__Job__. Count the lines in the entries below that contain the string "floral", treating case as significant. Give only the number.

Source records
------------------------------
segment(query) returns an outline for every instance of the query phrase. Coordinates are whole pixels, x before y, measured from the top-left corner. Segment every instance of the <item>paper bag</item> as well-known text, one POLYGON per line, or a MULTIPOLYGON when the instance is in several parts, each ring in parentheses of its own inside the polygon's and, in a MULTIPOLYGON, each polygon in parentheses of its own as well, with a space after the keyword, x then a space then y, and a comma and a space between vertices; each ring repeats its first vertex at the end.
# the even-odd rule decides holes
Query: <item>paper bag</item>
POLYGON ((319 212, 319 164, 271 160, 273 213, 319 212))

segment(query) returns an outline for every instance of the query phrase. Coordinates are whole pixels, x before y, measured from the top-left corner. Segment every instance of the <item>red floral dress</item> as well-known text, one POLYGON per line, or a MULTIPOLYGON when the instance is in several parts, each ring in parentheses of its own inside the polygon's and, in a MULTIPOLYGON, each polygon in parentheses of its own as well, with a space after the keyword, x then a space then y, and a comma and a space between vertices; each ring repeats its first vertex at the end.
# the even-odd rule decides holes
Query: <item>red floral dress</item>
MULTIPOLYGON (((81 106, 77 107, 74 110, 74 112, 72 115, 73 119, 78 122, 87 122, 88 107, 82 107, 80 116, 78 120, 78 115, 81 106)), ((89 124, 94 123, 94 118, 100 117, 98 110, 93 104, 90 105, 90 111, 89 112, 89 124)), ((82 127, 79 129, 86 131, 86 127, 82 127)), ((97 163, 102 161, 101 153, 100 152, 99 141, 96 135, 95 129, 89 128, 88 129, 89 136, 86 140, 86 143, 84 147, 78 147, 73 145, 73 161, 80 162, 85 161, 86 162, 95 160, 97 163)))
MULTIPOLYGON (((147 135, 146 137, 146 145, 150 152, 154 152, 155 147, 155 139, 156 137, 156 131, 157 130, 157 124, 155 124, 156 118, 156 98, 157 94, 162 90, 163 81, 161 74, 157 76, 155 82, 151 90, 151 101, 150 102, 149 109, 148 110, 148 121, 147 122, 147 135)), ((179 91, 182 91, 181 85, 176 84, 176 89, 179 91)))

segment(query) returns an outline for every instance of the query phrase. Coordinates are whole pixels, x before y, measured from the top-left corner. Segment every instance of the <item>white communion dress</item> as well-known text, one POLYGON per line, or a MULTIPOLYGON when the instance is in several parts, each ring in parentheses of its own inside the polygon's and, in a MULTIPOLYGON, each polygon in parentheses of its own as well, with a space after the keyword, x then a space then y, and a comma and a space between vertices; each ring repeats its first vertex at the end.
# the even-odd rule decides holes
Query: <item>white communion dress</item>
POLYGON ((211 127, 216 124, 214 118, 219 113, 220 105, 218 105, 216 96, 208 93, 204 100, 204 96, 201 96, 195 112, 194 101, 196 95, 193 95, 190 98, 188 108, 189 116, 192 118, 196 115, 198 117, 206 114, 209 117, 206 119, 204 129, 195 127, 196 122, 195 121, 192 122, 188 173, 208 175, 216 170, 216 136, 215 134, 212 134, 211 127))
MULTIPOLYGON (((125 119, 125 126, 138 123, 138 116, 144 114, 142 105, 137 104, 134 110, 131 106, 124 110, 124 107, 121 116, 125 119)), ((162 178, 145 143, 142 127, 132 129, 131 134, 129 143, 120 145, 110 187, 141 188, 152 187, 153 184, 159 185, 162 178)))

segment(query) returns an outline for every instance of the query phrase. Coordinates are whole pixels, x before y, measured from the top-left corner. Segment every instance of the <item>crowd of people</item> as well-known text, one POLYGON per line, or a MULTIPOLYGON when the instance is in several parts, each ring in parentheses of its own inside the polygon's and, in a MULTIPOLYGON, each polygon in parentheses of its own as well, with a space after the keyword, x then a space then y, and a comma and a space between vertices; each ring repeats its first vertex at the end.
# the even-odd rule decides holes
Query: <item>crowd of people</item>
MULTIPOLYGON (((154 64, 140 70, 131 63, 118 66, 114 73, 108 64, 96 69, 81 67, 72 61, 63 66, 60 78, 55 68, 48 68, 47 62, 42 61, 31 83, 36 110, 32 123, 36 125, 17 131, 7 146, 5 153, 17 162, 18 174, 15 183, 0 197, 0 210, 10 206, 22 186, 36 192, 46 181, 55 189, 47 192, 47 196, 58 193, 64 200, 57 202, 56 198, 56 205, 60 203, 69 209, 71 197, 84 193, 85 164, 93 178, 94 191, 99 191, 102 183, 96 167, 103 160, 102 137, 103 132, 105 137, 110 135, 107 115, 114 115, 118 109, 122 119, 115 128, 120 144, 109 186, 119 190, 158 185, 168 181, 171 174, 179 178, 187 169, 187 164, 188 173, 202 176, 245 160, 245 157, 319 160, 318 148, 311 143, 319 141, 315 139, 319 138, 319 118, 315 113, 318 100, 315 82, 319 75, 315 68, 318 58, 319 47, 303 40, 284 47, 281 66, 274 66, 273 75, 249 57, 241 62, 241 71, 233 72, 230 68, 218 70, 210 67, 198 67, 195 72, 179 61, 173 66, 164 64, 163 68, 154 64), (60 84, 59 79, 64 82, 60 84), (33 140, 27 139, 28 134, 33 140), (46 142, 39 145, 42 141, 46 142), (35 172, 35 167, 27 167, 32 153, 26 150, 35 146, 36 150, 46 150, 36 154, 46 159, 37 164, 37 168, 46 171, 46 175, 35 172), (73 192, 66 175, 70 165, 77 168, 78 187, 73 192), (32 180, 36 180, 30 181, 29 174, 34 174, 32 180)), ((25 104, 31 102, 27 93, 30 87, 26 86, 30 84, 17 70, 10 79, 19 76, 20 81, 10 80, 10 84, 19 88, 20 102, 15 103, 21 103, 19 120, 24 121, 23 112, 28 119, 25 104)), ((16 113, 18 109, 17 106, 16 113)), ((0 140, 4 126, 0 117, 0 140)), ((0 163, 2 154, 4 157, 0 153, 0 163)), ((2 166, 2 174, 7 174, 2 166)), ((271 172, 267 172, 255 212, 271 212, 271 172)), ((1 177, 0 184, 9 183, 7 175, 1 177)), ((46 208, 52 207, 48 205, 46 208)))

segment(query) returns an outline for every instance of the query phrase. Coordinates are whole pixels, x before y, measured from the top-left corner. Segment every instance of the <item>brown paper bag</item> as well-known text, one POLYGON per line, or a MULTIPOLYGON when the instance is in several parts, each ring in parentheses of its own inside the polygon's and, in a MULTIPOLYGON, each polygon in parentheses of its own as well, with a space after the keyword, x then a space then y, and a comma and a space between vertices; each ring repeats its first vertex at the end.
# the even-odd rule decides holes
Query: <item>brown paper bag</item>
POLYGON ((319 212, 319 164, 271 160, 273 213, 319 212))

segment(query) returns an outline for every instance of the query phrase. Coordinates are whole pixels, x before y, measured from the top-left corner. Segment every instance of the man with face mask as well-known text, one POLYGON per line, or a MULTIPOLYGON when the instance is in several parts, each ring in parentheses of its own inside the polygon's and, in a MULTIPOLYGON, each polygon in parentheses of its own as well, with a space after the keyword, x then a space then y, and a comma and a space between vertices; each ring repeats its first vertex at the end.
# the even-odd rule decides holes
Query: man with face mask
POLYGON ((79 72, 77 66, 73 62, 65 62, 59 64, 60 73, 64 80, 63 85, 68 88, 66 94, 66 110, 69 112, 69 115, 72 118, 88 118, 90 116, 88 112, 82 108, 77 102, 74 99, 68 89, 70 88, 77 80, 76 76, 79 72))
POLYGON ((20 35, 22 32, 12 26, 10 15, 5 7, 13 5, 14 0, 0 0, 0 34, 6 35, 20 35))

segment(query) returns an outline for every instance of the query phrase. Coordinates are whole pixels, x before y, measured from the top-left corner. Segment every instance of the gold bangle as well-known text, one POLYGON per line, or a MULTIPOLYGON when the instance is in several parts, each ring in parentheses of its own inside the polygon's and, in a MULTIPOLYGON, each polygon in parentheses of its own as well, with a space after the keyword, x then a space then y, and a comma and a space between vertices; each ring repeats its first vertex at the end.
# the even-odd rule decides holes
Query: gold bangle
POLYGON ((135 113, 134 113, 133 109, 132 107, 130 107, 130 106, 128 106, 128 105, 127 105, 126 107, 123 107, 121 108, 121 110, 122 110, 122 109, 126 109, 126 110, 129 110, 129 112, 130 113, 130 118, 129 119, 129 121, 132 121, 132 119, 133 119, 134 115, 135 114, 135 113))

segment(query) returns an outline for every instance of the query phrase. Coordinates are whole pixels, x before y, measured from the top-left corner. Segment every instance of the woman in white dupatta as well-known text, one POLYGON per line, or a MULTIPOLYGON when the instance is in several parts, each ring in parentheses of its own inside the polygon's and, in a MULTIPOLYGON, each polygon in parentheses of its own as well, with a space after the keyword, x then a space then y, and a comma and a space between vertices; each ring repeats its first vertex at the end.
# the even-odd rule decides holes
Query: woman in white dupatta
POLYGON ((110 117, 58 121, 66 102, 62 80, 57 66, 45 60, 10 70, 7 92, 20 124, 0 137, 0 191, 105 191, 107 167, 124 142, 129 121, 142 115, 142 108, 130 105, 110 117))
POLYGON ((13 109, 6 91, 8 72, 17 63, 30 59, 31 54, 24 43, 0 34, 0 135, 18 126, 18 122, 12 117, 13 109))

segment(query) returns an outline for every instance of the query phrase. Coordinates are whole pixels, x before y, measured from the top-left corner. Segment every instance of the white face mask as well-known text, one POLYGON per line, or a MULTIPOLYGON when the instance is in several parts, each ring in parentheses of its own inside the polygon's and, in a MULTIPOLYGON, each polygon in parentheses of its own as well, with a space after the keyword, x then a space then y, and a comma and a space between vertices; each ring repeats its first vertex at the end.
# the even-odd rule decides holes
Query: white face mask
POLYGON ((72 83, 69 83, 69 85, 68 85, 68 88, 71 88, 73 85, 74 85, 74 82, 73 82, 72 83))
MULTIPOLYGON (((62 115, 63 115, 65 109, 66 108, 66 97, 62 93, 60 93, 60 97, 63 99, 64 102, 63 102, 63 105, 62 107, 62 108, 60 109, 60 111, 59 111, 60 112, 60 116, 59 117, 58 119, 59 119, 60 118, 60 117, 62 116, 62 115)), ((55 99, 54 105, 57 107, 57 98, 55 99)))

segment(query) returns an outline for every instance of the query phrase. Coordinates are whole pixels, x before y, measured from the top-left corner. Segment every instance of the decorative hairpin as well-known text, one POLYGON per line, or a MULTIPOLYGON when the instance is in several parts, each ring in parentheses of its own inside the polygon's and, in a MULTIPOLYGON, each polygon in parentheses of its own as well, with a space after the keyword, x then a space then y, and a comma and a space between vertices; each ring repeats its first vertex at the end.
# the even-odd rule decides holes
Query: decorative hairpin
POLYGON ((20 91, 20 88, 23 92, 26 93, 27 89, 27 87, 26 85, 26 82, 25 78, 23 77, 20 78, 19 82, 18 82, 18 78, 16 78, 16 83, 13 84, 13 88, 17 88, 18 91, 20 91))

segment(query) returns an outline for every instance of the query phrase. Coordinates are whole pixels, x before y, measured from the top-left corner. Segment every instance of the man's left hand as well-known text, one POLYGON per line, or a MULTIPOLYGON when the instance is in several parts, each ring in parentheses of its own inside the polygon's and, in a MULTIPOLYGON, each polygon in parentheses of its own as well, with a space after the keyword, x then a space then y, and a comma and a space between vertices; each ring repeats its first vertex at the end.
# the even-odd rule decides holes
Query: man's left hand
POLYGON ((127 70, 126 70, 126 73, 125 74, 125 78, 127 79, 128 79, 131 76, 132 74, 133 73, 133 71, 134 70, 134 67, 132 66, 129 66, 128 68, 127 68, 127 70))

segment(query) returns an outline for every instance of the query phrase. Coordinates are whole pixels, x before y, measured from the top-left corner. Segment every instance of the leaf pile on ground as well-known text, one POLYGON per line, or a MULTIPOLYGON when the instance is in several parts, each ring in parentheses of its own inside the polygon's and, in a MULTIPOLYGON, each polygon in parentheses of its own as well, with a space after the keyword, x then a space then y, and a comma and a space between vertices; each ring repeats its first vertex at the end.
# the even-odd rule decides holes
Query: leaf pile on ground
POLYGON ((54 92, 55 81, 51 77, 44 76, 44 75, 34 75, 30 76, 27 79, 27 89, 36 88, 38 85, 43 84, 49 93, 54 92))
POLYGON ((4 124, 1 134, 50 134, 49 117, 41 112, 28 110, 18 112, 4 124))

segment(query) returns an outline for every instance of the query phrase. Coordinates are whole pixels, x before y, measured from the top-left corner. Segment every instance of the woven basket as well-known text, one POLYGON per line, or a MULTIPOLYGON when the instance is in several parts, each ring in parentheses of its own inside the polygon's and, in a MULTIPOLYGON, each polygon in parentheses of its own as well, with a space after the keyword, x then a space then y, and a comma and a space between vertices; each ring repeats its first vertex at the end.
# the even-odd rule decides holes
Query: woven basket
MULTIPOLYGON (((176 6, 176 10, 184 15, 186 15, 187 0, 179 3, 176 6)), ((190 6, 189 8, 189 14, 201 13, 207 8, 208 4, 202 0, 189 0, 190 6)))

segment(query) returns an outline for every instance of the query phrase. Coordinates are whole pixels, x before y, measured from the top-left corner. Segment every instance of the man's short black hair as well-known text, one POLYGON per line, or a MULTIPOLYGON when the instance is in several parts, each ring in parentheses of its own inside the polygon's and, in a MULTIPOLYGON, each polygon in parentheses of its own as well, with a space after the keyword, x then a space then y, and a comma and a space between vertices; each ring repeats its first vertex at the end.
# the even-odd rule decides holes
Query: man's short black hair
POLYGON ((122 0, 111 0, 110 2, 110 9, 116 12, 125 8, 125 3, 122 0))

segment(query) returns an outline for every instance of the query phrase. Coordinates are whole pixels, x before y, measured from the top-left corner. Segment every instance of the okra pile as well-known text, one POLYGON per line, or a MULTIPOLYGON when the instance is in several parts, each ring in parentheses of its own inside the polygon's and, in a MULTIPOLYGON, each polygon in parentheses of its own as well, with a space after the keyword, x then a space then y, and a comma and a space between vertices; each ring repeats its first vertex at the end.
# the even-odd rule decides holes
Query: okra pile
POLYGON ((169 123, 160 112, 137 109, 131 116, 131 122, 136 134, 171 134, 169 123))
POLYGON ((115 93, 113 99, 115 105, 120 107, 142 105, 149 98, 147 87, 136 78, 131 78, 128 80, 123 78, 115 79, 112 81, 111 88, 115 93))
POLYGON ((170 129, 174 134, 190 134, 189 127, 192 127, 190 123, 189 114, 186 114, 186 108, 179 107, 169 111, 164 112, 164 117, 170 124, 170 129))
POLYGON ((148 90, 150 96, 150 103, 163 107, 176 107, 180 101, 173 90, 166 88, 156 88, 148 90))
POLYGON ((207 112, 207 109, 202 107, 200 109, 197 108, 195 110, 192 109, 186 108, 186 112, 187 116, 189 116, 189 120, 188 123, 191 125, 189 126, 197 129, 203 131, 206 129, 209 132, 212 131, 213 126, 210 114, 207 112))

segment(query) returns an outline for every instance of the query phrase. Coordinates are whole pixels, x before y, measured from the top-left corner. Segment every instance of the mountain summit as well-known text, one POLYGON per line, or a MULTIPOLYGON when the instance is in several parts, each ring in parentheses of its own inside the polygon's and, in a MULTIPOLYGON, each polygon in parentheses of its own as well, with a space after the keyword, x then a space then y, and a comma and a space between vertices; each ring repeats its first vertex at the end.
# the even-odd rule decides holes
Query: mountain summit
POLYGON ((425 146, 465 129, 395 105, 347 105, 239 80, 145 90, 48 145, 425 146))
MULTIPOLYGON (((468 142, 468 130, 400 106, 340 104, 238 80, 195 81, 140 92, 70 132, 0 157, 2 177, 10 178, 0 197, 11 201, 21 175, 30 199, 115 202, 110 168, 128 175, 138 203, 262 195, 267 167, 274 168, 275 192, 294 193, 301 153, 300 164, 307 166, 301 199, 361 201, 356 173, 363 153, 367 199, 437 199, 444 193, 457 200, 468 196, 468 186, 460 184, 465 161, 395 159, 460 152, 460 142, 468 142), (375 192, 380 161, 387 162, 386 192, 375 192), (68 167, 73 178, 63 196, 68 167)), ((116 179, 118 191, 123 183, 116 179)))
------------------------------
__Task answer__. 2